- Stated problem: Print the lines below word for word, keeping every character and line break.

- Data rows:
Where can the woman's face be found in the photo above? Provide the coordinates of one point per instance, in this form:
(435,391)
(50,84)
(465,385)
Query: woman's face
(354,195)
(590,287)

- Reply:
Where can the woman's face be found in the photo above? Provide the coordinates of one point per instance, in this form:
(435,391)
(50,84)
(465,385)
Query: woman's face
(354,195)
(590,287)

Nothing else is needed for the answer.